(Text segment):
****

Those who've really been paying attention know that Republicans have been talking about eliminating Social Security since its inception. In recent times, Barry Goldwater made it a centerpiece of his 1964 presidential run, and was promptly buried by a landslide of common sense.

And yet, the dream of killing government's most successful program wouldn't die. Conservative propaganda tanks have been bandying about "privatization" plots since 1983. And finally, two decades later, their day in the sun arrives, with a president of weak intellect and a strong commitment to giving wealthy campaign donors their money's worth.

But the question remains: Why? What, exactly, are conservatives trying to accomplish?

Certainly, much of it has to do with a reluctance to contribute any personal funds in the name of the public good. The character-destroying, communist implications of minimal support for society's less fortunate are self-evident, and need not be addressed here, except to note that public subsidies of corporate interests—by denying government the power to negotiate drug prices with Big Pharma, to cite a recent example—arouse no such ire.

So what, then? Why the mad rush to create private (sorry, "personal") accounts?

Fortunately for us, a reporter from London's Guardian directed that very question to two ardent advocates of taking the security out of Social Security.

"Bush has a real opportunity of creating a generation of Republican voters by creating a culture of owner-capitalists," said Stephen Moore, president of the Club for Growth, a free-market pressure group and prominent Bush ally. "There will be an increase from 50% to 90% of American [adults] holding stock. That's a huge increase in the proportion of shareholders who realize what's good for America is good for them."

That last part sounds familiar, doesn't it? Who ... wait ... Oh, okay—It was Charles E. Wilson, president of General Motors, who said, in 1955, "What's good for the country is good for General Motors, and vice versa."

****

(Exercise requirements):
a - Answer these from the Social Security text:
(i) Barry Goldwater made eliminating Social Security a centerpiece of which presidential run?
(ii) Since what year have conservative propaganda tanks been bandying about "privatization" plots?
(iii) Who said "What's good for the country is good for General Motors, and vice versa," and in what year?
b - In the Social Security text, Stephen Moore says Bush has "a real opportunity." Explain the reason Moore gives for that opportunity.

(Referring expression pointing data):
****

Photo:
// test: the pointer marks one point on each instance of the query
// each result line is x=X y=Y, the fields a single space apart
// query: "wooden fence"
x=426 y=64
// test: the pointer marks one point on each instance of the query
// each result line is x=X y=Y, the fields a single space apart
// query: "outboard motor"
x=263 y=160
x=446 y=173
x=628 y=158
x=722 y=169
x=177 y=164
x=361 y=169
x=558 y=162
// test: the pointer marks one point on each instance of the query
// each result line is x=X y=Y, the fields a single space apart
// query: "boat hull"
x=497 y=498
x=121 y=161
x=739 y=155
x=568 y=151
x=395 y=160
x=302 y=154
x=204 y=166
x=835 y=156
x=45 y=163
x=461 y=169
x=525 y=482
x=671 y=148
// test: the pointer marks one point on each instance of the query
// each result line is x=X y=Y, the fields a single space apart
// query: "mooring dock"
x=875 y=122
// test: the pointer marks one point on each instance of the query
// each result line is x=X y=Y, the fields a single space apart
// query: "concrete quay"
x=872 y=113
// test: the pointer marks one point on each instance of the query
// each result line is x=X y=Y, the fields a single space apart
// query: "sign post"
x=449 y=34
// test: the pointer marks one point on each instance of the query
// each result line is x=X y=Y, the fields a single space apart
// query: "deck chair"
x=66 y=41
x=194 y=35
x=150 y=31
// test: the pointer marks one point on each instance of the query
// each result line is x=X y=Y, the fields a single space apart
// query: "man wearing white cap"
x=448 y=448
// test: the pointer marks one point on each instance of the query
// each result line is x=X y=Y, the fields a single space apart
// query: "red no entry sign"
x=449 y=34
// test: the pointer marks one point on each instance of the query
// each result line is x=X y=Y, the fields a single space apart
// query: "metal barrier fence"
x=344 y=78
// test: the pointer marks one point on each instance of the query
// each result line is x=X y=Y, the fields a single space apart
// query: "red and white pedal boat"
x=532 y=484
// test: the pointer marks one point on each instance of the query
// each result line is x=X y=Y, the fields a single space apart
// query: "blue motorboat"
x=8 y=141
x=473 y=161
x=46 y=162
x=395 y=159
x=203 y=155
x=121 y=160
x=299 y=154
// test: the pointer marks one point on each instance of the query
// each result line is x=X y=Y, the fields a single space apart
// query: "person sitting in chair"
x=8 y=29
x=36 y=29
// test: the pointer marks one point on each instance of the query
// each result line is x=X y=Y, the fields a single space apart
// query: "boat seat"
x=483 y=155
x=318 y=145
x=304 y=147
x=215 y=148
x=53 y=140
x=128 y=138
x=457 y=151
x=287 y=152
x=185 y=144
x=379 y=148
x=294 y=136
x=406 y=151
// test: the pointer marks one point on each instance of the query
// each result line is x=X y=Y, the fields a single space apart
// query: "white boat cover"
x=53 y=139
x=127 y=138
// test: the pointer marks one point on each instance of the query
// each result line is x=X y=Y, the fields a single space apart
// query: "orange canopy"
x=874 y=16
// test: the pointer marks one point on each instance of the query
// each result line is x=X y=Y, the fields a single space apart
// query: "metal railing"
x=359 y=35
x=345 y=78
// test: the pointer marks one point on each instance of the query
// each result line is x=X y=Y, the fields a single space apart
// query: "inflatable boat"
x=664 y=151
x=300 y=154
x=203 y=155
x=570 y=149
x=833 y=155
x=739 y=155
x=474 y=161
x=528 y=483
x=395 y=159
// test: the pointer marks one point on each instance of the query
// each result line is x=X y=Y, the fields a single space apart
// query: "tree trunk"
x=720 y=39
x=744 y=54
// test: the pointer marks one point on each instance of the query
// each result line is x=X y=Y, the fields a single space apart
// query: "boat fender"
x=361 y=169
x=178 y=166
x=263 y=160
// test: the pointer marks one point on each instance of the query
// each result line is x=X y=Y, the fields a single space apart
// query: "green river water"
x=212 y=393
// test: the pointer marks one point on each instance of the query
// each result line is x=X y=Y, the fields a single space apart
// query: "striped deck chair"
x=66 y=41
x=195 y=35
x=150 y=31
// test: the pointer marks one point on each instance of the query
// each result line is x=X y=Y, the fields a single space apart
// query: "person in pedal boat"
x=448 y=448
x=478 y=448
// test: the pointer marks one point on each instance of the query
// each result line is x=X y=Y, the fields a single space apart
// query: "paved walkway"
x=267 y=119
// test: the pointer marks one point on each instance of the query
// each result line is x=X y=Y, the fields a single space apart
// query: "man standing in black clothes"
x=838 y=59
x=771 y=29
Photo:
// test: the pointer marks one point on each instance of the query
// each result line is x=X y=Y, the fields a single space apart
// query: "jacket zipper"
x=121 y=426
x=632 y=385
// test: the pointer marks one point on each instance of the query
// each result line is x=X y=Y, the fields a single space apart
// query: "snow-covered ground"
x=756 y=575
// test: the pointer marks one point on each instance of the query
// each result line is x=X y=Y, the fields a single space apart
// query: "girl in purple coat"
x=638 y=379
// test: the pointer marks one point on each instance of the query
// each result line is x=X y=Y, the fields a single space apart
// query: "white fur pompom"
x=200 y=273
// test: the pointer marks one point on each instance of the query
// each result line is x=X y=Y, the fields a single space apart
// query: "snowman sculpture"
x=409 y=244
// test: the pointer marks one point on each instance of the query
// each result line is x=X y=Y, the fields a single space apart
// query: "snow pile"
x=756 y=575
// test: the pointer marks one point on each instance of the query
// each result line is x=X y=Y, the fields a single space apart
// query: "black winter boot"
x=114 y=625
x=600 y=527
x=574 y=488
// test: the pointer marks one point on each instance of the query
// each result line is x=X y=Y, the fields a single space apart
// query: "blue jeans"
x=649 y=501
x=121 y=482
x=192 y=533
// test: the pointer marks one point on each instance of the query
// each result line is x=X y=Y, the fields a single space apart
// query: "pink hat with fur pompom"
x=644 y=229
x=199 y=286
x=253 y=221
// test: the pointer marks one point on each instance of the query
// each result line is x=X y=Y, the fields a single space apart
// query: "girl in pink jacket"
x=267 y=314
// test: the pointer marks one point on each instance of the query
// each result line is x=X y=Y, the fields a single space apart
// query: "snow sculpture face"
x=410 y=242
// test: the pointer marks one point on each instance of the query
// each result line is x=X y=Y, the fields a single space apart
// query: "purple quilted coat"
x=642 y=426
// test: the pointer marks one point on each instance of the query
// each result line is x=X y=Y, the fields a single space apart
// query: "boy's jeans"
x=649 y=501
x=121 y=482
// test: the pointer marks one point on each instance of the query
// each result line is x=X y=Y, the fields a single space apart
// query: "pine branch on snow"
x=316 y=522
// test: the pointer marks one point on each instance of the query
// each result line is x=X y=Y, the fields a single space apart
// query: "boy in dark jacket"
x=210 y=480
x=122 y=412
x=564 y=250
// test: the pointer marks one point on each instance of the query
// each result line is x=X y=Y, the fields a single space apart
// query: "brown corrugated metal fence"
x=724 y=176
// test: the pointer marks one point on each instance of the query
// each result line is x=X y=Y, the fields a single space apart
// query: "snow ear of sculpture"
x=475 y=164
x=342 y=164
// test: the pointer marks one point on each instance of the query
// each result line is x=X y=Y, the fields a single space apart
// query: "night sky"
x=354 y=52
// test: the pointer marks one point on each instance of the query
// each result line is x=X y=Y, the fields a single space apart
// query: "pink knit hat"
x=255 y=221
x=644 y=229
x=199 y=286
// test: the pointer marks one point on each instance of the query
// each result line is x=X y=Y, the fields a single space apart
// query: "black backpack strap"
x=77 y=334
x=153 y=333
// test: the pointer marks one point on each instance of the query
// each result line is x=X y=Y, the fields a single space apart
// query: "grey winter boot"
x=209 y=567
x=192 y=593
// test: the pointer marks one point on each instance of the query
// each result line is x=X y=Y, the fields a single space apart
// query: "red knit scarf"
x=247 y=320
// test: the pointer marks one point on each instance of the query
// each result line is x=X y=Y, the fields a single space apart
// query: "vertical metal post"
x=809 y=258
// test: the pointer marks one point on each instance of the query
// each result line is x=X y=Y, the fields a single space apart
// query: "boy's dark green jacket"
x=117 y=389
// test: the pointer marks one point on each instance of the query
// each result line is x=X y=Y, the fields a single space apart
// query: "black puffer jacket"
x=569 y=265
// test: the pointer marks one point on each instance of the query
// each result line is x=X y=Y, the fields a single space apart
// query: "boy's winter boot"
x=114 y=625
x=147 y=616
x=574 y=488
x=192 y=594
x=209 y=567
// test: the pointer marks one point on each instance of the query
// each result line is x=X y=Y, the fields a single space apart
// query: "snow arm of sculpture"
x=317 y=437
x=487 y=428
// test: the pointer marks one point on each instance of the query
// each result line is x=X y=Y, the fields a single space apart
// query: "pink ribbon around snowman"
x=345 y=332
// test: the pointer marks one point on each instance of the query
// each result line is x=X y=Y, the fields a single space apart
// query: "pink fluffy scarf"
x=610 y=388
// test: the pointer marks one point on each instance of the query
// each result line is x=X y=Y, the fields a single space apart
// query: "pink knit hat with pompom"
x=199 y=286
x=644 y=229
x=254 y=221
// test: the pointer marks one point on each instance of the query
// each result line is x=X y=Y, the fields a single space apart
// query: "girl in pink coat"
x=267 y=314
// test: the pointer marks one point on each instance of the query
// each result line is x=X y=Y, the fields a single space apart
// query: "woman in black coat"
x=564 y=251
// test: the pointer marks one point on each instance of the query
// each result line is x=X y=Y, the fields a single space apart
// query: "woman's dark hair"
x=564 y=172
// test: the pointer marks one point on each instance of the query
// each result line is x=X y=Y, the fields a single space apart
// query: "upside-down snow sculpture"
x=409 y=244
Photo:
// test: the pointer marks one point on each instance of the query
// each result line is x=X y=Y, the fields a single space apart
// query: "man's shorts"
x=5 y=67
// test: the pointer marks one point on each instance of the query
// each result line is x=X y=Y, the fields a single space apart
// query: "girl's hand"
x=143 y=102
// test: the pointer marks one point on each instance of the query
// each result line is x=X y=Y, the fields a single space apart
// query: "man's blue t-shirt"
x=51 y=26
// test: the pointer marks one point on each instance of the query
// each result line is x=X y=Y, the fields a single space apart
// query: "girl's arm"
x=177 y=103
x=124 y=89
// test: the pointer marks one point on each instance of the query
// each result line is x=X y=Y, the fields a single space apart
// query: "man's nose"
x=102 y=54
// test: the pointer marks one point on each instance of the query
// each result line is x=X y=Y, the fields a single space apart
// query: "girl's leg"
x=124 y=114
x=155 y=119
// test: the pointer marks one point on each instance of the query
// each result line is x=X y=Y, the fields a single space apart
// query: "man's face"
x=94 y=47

****

(Solutions to each task):
a -
(i) His 1964 presidential run.
(ii) Since 1983.
(iii) Charles E. Wilson, president of General Motors, said it in 1955.

b - Moore says personal accounts would create a culture of owner-capitalists, raising the share of American adults who hold stock from 50% to 90%. Those new shareholders would realize that what is good for America is good for them. Moore says this could create a generation of Republican voters.